Start of DATA EXTRACT

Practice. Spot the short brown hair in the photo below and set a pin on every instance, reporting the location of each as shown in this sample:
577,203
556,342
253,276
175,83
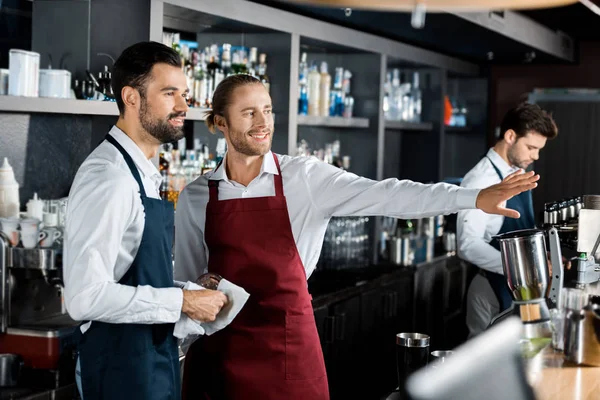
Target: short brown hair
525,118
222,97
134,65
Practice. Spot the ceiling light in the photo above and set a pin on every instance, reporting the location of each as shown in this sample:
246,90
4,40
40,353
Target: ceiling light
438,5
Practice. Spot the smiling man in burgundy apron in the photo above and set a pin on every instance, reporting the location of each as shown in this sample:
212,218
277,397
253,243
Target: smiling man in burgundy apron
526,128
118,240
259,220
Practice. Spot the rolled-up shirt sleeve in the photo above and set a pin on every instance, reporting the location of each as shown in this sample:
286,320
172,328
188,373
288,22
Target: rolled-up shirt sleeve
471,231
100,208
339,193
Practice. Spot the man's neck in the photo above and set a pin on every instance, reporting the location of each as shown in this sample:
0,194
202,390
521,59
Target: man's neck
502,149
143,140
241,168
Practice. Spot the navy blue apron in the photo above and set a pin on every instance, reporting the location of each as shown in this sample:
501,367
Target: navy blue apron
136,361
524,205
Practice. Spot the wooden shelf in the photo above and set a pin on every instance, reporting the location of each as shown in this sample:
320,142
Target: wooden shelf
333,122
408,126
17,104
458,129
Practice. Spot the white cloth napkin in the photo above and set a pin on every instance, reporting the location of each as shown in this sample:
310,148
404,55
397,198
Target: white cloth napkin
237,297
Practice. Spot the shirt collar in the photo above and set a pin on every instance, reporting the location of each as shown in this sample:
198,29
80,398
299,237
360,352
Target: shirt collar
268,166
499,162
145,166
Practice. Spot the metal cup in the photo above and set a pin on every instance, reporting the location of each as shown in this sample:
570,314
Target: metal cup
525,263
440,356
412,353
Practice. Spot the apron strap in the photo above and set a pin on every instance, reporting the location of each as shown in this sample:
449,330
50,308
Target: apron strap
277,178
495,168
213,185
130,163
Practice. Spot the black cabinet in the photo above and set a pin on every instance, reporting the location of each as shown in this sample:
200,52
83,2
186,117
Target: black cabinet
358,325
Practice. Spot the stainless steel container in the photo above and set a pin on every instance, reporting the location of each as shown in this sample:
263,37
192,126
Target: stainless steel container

End of DATA EXTRACT

▶ [EXERCISE TASK] Leave out the pictures, and give all the records again exactly.

▶ [RESULT OF THE TASK]
Practice. Spot the short brown hair in the photo below and set a pin on every instance, reporting the location of each as shown in this sample:
577,203
556,342
253,276
175,83
Target: short brown hair
525,118
222,97
134,65
Practice. Spot the ceiling light in the photo above and set a pin on every instance, reporting the location of each as shown in this sample:
246,90
4,40
40,353
Target: ceiling light
438,5
Practice. Spot the smiling man in burgundy apron in the photo above and set a pin on every instance, reporting the location of each as shown in this sample:
212,218
277,397
253,243
Target: smiling man in burgundy apron
526,128
118,240
259,220
Practice. Spot the rolled-up shirt sleeve in the photo above and set a pin on every instance, reporting the location of each as shown in this sample:
286,320
172,328
188,373
288,22
Target: rolled-up shirt sleeve
471,231
100,208
339,193
Practice. Spot the man's neck in the photo above and set a pin on every instance, reporting the location of each as shown in this sample:
0,194
202,390
521,59
Target: man's neck
502,149
143,140
241,168
Practice. Spot the navy blue apron in the photo above and set a pin on every instance, reporting the location of each as shown in this sample:
501,367
Target: navy blue apron
136,361
524,205
Practice. Spot the wooden shelf in the photo above and set a pin on every instance, reporting the location of each as shown in this sample:
320,142
Target: wooden shelf
333,122
408,126
17,104
458,129
Practice. Spot the white cloth napkin in the photo above and set a pin on every instance, reporting the location of each as shown in this sample:
310,148
404,55
397,198
Target: white cloth napkin
237,297
Practice. Spot the shirt collar in the photo above and set a pin on every instance, reporting the location of each as shown in this sample:
198,29
80,398
299,237
360,352
Target: shirt collar
268,166
499,162
145,166
Practice. Spot the metal cup in the photo above and set a pin on every instance, reporting the location of each as shown in this sample:
570,314
Target: metal cup
525,263
440,356
412,353
Practice. Spot the apron strap in the photo above and set a pin on every instance, reporting the location of each as shown in this sample:
449,330
50,308
Target: apron strap
277,178
495,168
213,185
130,163
Practice. Spot the black cabinet in the photo above and set a pin on every instance, reporting the location of each as shown in this sample:
200,52
83,2
186,117
Target: black cabinet
358,325
Practice. Spot the stainless steel container in the photo above and set a pin on every instance, reporting the location of each as shown in this sample:
263,37
192,126
Target: stainless steel container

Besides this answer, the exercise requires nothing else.